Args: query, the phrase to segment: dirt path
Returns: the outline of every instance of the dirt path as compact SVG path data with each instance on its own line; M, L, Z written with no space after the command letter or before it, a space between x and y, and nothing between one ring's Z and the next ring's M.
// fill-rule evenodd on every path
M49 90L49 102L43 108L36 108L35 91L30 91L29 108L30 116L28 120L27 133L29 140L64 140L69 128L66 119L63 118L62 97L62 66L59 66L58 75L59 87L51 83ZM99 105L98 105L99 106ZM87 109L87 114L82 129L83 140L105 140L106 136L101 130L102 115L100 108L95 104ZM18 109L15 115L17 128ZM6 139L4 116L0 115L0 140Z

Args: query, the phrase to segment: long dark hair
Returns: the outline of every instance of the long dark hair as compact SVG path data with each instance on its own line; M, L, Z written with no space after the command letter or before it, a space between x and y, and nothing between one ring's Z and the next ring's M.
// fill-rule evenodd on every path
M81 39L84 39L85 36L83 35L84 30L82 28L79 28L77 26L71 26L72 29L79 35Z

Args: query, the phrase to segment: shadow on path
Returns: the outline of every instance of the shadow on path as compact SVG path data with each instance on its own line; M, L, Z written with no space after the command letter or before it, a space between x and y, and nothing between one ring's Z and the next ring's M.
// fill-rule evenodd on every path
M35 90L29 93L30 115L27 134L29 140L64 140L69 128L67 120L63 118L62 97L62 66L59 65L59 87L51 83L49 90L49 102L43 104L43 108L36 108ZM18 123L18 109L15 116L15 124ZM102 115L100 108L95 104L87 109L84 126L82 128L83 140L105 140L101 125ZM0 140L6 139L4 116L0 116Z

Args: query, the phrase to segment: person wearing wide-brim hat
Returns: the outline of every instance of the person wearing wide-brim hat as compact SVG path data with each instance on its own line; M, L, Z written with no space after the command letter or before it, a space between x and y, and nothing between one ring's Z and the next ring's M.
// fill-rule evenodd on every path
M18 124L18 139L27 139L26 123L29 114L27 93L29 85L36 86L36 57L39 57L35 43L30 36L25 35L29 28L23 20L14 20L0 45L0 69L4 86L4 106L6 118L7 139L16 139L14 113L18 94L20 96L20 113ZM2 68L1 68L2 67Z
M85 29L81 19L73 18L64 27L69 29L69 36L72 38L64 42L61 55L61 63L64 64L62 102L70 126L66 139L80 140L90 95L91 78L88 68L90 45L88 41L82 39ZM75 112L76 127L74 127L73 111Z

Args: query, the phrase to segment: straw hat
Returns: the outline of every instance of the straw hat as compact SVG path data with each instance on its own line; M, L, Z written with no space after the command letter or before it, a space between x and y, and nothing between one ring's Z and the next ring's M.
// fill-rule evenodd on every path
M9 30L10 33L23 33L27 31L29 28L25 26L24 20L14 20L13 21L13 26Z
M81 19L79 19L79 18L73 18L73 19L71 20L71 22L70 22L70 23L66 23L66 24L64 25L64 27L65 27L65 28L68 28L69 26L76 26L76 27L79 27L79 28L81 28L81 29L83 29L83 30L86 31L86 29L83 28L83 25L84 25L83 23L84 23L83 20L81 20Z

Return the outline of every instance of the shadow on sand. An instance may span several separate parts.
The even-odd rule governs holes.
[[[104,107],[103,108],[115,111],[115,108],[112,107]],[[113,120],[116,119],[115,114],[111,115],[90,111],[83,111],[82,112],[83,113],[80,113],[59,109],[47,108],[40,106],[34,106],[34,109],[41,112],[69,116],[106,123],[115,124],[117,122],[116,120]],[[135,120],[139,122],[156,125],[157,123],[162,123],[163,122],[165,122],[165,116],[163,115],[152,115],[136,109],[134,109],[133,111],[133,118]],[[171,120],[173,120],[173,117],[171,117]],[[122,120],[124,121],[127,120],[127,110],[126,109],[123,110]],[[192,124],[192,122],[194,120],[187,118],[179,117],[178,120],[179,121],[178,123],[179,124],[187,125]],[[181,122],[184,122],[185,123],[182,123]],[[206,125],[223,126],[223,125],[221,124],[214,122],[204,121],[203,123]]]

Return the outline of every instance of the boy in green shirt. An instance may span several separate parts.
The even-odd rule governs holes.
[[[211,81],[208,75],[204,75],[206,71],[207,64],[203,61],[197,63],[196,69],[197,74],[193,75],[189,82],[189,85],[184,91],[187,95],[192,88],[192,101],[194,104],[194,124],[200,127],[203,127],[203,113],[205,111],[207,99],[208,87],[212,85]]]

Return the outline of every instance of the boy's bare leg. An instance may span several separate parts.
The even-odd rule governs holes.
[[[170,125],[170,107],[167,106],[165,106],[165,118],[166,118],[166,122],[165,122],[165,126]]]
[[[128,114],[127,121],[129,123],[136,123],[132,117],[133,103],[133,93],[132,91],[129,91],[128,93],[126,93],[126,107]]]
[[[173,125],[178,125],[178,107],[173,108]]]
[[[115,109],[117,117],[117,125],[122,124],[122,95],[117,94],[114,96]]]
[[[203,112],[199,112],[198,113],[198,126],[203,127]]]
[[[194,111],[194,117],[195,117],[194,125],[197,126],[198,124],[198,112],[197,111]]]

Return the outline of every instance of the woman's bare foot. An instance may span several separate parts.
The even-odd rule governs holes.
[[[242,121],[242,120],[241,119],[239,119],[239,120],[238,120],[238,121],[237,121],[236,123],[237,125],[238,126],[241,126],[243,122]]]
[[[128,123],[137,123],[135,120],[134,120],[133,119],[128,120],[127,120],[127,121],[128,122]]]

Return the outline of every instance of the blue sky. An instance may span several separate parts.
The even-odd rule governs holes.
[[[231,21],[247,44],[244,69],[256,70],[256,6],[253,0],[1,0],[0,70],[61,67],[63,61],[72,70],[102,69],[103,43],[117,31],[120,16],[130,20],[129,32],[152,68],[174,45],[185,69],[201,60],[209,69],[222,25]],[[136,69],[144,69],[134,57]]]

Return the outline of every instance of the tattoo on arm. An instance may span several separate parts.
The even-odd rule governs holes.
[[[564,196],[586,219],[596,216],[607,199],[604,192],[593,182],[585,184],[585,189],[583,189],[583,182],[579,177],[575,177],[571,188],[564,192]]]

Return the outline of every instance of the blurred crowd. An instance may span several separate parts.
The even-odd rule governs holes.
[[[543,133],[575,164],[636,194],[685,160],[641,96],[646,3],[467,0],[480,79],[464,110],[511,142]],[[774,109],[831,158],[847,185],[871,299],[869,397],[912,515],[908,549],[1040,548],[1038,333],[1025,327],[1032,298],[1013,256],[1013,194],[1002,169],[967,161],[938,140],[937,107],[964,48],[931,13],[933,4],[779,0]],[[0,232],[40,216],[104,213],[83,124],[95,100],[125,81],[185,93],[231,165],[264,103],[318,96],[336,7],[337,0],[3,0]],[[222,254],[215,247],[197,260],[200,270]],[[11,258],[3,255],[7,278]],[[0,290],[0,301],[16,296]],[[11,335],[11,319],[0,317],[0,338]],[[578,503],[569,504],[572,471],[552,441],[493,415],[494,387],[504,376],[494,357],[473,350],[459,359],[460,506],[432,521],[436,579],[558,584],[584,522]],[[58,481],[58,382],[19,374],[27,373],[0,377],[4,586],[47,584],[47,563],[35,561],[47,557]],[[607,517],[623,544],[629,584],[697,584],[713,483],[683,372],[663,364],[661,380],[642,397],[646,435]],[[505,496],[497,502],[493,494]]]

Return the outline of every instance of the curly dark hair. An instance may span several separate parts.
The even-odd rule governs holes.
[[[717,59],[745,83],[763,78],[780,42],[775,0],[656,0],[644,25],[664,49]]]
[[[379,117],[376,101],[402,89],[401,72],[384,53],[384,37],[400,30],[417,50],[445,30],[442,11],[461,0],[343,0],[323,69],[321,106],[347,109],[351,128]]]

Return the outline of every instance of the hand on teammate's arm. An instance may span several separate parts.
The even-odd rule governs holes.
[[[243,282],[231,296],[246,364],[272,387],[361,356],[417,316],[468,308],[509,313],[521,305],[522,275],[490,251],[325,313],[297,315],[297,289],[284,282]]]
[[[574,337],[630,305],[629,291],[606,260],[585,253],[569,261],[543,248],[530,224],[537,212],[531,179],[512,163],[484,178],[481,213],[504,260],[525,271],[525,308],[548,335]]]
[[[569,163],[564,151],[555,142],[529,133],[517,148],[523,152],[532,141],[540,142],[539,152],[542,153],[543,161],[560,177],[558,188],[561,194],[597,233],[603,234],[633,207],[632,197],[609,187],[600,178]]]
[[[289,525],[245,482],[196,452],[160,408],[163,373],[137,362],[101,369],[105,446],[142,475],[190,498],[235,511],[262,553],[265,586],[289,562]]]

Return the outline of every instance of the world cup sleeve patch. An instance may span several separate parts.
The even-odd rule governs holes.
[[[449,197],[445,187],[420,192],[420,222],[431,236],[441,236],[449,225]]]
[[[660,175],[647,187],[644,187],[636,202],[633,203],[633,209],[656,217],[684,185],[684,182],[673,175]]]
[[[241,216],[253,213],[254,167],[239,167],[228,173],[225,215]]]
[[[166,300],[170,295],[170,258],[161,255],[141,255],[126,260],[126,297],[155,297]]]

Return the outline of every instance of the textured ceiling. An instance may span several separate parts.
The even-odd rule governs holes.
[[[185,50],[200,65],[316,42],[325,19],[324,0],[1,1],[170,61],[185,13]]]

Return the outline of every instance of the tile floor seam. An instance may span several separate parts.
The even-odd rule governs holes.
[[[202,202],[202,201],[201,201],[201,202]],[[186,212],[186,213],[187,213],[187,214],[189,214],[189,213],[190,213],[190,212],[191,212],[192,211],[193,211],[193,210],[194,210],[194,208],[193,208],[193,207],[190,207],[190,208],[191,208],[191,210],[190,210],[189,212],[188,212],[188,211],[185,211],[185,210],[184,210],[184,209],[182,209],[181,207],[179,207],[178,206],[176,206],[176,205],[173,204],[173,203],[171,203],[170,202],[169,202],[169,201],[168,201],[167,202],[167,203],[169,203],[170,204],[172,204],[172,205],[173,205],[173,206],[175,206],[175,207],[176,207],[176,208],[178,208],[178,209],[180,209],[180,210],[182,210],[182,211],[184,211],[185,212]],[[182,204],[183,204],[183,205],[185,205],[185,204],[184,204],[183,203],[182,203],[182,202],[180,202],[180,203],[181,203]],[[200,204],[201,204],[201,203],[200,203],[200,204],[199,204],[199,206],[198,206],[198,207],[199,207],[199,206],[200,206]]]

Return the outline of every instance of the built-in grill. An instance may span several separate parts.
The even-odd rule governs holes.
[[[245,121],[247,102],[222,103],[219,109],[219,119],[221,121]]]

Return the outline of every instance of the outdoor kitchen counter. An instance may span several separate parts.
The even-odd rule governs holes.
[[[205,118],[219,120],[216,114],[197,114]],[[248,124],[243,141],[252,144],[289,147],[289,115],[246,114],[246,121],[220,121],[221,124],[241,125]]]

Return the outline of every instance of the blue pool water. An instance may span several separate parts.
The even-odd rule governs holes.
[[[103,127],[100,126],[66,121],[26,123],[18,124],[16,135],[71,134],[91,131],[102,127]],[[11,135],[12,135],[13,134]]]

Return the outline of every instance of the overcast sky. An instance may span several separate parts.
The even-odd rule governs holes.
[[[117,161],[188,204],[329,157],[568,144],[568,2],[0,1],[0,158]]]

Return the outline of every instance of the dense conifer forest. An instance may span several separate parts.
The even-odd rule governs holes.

PROBLEM DETAILS:
Rescale the items between the line containing "Return the outline of every instance of the overcast" and the end of the items, inclusive. Write every line out again, requests included, with each outline coordinate multiplied by 2.25 and rounded to a whole number, halves up.

WRITTEN SOLUTION:
Return the outline of every instance of the overcast sky. An instance may span several separate parts.
The even-odd rule governs holes.
[[[263,362],[423,459],[740,353],[1278,324],[1278,5],[0,2],[0,356]]]

Return the outline of every instance of the dense conifer forest. An instance may span several separate parts.
The even-odd rule governs holes.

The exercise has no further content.